*The problem:* Give the data a second time, exactly and in full.
--
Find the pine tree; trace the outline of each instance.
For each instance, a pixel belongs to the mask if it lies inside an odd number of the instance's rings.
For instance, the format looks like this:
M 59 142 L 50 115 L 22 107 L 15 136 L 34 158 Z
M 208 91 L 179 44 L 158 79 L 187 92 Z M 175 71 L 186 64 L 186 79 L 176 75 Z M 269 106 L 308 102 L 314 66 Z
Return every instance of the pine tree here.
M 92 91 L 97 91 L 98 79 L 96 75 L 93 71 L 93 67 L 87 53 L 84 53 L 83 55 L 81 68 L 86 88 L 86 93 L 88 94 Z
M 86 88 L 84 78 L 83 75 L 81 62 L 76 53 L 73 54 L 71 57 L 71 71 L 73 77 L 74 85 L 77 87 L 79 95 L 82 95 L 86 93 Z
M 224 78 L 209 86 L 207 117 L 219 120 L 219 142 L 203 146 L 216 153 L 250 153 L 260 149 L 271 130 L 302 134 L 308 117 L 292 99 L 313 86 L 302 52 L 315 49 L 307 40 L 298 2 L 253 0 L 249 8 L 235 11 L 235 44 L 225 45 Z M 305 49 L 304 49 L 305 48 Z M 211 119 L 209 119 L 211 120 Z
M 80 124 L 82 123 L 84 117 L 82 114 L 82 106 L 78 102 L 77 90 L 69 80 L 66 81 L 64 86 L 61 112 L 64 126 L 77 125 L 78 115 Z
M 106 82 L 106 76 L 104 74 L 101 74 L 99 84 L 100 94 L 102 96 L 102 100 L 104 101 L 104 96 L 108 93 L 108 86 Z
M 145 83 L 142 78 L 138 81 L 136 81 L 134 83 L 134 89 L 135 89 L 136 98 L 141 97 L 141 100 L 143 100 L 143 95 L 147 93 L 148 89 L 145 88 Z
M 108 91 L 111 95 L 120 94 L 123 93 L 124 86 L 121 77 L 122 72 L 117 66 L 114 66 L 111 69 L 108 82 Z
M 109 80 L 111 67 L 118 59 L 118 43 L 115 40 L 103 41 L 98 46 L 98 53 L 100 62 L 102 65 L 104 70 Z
--
*Solution:*
Find the pine tree; trace the outline of each instance.
For each instance, a pixel belongs to the mask if it lies inside an odd number of the instance's rings.
For instance, the format looks like this:
M 59 142 L 50 115 L 22 107 L 15 136 L 34 158 Z
M 208 91 L 179 44 L 158 79 L 187 92 Z M 175 71 L 186 64 L 186 79 L 176 75 Z M 269 106 L 308 102 L 314 66 Z
Return every instance of the pine tree here.
M 92 91 L 97 91 L 98 79 L 96 75 L 93 71 L 93 67 L 87 53 L 84 53 L 83 55 L 81 68 L 86 88 L 86 93 L 88 94 Z
M 86 88 L 84 78 L 83 75 L 81 62 L 76 53 L 73 54 L 71 57 L 71 71 L 73 77 L 74 85 L 77 87 L 79 95 L 82 95 L 86 93 Z
M 224 78 L 209 86 L 207 117 L 219 120 L 219 142 L 203 146 L 216 153 L 250 153 L 260 149 L 271 130 L 302 134 L 308 117 L 292 99 L 313 86 L 302 52 L 315 49 L 307 40 L 298 2 L 253 0 L 249 8 L 235 11 L 235 44 L 225 45 Z M 305 49 L 304 49 L 305 48 Z M 211 119 L 209 119 L 211 120 Z
M 80 124 L 82 123 L 84 117 L 82 114 L 82 106 L 78 102 L 77 90 L 69 80 L 66 81 L 64 86 L 61 112 L 64 126 L 77 125 L 78 115 Z
M 106 82 L 106 76 L 104 74 L 101 74 L 99 84 L 100 94 L 102 96 L 102 100 L 104 101 L 104 96 L 108 93 L 108 86 Z
M 145 83 L 142 78 L 138 81 L 136 81 L 134 83 L 134 89 L 135 89 L 136 98 L 141 97 L 141 100 L 143 100 L 143 95 L 147 93 L 148 89 L 145 88 Z
M 108 91 L 111 95 L 120 94 L 123 93 L 124 86 L 121 77 L 122 72 L 117 66 L 114 66 L 111 69 L 108 82 Z
M 109 80 L 111 67 L 118 59 L 118 43 L 115 40 L 103 41 L 98 46 L 98 53 L 100 62 L 102 65 L 104 70 Z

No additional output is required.